_課題:_ 経営者の理屈を扱う提示文では、講義で何を合わせて語るべきだったと結論づけているか。

_提示文:_
========

加えていえば、「全体や組織から見た最適」のために少数を犠牲にすることを公然と正当化しようとするのはまさに経営者の理屈であり、これを効率化、合理化といった概念で説明することは正しい。
かといって、これがいつでも通用することを前提とした理解を求めることには同意できない。


個人的な結論からいえば、講義においては経営者の理屈がもつ正当性を学生に理解させる姿勢と、それがどこまで通用するかの限界を合わせて語るべきであったのではないか。
一方的に、常に経営者の理屈が当てはまるような例しかあげず、それにしたがってあらゆる場合に経営者の理屈で考えるべきであるかのような説示だと聴講する側に感じさせてしまうのであれば、それに対して全体のために一部を犠牲にすることに対する感情的な反発が出てきてしまうのもまた、自然なことであろう。
さらに言ってしまえば、そのような理屈を伴わない感情というのは、人間にはなかなか切り捨てられないものであり、これらは保護されないわけでは決してない。
だからこそ、理論的でないことだけをもって、このような感情を切り捨ててしまうというのは、それこそ理論的ではないのではないか、という気もする。なぜこのような理屈に基づかない感情は、この場合考慮に値しないのか理由をあわせて示すのが、説得的な説示であろう。

========

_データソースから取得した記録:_
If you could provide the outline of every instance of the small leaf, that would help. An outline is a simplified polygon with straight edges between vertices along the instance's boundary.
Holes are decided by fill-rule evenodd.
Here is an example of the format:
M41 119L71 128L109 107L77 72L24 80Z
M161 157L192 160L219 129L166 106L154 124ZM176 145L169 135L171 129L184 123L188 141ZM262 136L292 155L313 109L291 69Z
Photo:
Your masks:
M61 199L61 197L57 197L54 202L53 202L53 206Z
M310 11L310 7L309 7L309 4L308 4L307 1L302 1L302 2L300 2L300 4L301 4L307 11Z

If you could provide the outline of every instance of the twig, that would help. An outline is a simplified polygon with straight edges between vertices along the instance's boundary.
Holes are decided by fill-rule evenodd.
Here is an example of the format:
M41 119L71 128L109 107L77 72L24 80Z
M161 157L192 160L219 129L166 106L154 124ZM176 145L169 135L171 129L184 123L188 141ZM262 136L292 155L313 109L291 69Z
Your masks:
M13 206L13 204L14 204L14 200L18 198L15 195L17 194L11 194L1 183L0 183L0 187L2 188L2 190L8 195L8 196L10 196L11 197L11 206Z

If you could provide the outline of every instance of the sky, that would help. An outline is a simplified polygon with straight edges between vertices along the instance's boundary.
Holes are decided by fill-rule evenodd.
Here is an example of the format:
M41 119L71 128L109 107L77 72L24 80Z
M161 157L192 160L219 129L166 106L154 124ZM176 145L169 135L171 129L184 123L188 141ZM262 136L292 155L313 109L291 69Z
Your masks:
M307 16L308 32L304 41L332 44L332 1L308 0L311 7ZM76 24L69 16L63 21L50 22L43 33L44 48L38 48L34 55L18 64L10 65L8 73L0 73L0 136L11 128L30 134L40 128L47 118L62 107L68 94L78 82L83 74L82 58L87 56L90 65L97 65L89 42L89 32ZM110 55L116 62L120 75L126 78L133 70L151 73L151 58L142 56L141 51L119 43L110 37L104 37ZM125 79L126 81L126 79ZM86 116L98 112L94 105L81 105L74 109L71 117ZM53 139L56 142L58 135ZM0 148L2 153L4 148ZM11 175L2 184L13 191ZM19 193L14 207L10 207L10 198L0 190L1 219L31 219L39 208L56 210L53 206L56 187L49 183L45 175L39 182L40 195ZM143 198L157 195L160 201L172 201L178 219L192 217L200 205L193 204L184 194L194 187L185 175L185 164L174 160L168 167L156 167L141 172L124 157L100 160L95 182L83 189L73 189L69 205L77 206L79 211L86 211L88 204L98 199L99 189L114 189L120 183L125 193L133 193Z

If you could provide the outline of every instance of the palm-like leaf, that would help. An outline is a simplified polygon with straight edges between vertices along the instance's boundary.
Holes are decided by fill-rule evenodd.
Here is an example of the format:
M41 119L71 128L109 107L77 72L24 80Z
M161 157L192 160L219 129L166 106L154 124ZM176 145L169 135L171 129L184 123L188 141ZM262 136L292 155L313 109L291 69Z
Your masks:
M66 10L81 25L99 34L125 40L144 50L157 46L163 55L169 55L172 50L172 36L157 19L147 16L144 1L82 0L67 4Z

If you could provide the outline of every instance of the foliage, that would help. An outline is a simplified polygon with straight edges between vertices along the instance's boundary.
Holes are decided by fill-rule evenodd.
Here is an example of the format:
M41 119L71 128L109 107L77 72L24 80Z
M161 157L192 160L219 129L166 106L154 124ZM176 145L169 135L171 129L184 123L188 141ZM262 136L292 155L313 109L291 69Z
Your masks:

========

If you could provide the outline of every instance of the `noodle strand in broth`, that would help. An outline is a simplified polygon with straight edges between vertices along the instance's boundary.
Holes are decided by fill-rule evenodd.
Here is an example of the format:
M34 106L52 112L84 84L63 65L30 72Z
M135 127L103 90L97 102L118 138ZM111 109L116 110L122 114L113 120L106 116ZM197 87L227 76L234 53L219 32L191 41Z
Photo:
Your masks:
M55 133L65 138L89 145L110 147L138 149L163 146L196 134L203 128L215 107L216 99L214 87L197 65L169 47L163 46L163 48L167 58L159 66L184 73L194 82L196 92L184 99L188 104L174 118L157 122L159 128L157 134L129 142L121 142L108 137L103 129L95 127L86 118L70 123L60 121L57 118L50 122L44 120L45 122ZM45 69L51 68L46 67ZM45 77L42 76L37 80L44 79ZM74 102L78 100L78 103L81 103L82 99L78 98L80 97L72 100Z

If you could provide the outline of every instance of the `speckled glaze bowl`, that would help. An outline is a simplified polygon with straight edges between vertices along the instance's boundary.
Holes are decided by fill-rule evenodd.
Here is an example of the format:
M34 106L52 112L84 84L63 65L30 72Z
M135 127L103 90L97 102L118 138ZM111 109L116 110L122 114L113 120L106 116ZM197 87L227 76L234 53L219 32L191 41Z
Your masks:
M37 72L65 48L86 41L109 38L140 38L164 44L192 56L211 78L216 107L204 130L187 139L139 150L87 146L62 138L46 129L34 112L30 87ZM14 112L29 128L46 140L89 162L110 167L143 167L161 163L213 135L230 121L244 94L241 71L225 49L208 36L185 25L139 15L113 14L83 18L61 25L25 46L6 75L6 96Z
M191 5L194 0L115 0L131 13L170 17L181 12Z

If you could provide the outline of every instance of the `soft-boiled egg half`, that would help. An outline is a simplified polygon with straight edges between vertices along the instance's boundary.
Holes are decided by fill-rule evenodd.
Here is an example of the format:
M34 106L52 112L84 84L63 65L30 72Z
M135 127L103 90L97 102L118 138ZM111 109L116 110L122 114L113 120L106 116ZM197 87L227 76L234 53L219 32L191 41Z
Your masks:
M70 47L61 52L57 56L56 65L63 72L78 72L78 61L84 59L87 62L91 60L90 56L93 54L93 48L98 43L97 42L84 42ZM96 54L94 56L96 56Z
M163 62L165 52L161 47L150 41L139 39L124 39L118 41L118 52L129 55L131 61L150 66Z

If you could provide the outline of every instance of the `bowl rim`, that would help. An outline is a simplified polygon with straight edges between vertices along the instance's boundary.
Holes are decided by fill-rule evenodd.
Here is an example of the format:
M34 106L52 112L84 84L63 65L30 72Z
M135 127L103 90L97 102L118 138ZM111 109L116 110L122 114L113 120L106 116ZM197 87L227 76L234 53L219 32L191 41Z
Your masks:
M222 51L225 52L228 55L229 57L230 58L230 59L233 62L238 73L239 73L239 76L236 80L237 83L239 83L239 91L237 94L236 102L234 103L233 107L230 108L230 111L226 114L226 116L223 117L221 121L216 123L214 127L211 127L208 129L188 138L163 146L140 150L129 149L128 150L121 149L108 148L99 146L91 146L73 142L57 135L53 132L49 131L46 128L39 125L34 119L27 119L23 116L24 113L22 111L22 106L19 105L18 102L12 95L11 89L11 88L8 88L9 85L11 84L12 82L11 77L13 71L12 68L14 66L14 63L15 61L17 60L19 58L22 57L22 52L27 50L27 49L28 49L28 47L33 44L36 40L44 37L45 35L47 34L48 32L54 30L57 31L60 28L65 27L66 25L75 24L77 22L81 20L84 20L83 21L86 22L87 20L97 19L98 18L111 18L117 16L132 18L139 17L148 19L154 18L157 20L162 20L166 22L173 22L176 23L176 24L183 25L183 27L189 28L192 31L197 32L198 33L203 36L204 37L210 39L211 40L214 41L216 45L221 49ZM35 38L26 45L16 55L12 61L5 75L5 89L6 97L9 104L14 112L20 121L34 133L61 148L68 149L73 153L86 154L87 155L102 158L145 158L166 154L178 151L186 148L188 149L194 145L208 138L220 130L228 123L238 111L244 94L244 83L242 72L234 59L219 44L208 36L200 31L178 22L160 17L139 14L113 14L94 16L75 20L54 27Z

========

_解答例:_ 経営者の理屈がもつ正当性を学生に理解させる姿勢と、それがどこまで通用するかの限界を合わせて語るべきだったとしている。